Directions –
1) According to the passage on cognitive behavioral therapy, who founded the method?
2) Write the next part of the passage on cognitive behavioral therapy, continuing from its last sentence.

Excerpt to read –
====

Since its beginnings in the 1960’s, with Dr. Aaron Beck, founder of cognitive behavioral therapy, this method has become the industry standard for the treatment of many disorders. But, many potential therapy clients may wonder, “Will it work for me?”
CBT was originally developed to help depressed clients, as depression is reinforced by negative thinking patterns that become pervasive and self-perpetuating. For example, an individual thinks, “I don’t want to face the day today. It’s going to be rough, as usual.”
Then, with this negative thought to start out the day, and carried through the day, the individual tends to look for evidence to support the theory that it is a rough day. The positive things that do happen get a negative spin put on them, or negated as a fluke.
Cognitive behavioral therapy helps to challenge these negative thought tracks, and is thus helpful for many different disorders. CBT is used for anger management, mood swings, eating problems (compulsive eating or eating disorders), and chronic pain (as negative thinking increases the sensation of pain).

====

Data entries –
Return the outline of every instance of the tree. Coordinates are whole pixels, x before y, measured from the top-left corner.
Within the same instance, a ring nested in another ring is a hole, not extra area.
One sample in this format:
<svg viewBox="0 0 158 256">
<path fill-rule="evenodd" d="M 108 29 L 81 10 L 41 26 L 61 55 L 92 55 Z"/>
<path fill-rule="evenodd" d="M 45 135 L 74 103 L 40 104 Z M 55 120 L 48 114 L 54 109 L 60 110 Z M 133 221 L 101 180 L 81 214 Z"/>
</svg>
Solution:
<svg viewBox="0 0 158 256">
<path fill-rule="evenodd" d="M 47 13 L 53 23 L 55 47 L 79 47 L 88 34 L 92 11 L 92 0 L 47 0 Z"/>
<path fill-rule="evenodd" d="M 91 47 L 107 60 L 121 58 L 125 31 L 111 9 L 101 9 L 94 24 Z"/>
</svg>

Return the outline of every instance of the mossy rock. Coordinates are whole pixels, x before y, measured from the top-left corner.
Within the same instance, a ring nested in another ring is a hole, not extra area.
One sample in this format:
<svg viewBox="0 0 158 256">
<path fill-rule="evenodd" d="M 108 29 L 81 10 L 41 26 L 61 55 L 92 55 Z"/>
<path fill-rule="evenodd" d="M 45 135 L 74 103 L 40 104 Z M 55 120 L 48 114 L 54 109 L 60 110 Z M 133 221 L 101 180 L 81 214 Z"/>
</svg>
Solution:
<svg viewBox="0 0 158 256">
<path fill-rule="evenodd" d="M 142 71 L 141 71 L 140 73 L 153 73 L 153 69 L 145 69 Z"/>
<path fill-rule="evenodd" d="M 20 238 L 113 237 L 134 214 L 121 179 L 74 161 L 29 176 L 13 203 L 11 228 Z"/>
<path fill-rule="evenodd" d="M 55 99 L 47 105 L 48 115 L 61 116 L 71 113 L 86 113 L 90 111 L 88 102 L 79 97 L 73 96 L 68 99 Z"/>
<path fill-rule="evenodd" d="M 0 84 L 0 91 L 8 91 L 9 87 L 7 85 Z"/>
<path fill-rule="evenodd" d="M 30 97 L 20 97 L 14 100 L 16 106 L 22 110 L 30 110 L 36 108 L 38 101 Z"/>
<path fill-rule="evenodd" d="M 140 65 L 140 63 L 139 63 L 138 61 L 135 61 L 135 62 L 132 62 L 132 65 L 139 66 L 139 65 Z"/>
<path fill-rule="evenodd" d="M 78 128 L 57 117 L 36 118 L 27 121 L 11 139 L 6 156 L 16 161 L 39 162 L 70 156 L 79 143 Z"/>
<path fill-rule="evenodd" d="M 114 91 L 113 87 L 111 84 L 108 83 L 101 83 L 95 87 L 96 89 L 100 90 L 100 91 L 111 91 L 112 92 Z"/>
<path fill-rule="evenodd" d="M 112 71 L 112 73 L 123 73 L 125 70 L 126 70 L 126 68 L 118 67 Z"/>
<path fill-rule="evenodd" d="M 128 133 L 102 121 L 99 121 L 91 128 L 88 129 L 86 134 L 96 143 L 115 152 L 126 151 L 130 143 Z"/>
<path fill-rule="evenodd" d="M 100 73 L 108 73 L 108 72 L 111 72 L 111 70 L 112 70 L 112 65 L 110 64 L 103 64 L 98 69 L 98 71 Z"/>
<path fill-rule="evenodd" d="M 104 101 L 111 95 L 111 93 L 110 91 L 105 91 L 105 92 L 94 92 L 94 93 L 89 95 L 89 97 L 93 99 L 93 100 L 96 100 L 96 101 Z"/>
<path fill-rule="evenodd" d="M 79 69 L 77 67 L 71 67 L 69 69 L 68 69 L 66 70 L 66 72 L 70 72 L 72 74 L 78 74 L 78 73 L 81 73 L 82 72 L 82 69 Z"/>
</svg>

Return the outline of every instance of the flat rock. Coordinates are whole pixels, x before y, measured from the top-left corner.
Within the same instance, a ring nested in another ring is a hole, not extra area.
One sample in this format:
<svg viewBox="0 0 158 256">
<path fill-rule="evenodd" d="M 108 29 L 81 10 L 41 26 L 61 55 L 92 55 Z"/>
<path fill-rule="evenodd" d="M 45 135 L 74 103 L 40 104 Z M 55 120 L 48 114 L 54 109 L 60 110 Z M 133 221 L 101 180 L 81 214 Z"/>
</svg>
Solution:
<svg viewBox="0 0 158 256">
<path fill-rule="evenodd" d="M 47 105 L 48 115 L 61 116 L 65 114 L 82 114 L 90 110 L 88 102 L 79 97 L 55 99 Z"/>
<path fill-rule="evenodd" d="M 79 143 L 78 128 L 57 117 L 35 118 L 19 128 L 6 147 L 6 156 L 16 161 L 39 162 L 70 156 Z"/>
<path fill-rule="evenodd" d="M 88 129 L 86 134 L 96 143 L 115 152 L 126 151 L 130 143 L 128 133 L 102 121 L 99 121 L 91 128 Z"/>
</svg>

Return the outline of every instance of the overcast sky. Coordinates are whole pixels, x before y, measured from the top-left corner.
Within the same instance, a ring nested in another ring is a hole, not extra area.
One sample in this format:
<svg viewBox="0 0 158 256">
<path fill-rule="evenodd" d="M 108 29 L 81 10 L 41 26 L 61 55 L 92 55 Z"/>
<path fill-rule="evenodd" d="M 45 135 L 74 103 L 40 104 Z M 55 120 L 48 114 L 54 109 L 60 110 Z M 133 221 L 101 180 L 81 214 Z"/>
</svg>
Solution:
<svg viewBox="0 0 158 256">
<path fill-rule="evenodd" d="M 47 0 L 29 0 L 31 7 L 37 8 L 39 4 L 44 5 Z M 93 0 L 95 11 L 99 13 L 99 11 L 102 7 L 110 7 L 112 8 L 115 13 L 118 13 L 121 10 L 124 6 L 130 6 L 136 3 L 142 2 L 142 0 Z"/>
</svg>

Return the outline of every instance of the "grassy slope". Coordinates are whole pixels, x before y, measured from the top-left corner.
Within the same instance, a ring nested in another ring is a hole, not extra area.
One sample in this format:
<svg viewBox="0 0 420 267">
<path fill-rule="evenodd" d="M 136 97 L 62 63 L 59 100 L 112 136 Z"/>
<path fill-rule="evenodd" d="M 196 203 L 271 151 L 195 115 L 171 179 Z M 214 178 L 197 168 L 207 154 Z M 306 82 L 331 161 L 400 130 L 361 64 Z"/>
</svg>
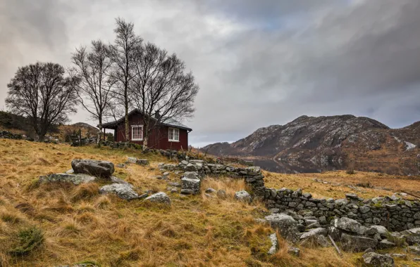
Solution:
<svg viewBox="0 0 420 267">
<path fill-rule="evenodd" d="M 302 256 L 297 258 L 288 254 L 285 244 L 274 256 L 267 257 L 266 236 L 271 230 L 254 220 L 261 217 L 265 209 L 259 203 L 247 205 L 233 200 L 233 194 L 245 188 L 242 181 L 208 178 L 202 188 L 225 189 L 226 200 L 208 198 L 204 193 L 172 194 L 171 208 L 99 195 L 97 184 L 37 186 L 35 183 L 39 175 L 68 170 L 74 158 L 116 164 L 136 155 L 147 158 L 151 165 L 117 168 L 115 175 L 132 183 L 139 193 L 166 192 L 166 182 L 154 178 L 160 174 L 157 164 L 167 161 L 159 156 L 0 139 L 0 266 L 54 266 L 83 261 L 102 266 L 357 264 L 360 254 L 340 258 L 333 248 L 301 247 Z M 266 174 L 268 186 L 301 187 L 319 196 L 342 197 L 347 188 L 314 185 L 311 177 L 305 176 Z M 178 181 L 171 175 L 172 181 Z M 19 204 L 20 209 L 16 207 Z M 8 251 L 15 233 L 33 225 L 44 231 L 44 245 L 29 255 L 12 256 Z"/>
</svg>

====

Answers below –
1) Dr. Aaron Beck

2)
Other common applications for CBT include chronic fatigue syndrome (which tends to be perpetuated by psychological factors), anxiety, panic attacks, phobias, obsessive-compulsive disorder, sleep disorders, post-traumatic stress disorder, and relationship issues.
Currently, CBT is being applied along with antipsychotic medications to help schizophrenic patients with hallucinations and delusions. The uses and applications are wide-ranging and CBT continues to hold its place as the most empirically validated method used worldwide, in the treatment of substance abuse and many mental health disorders.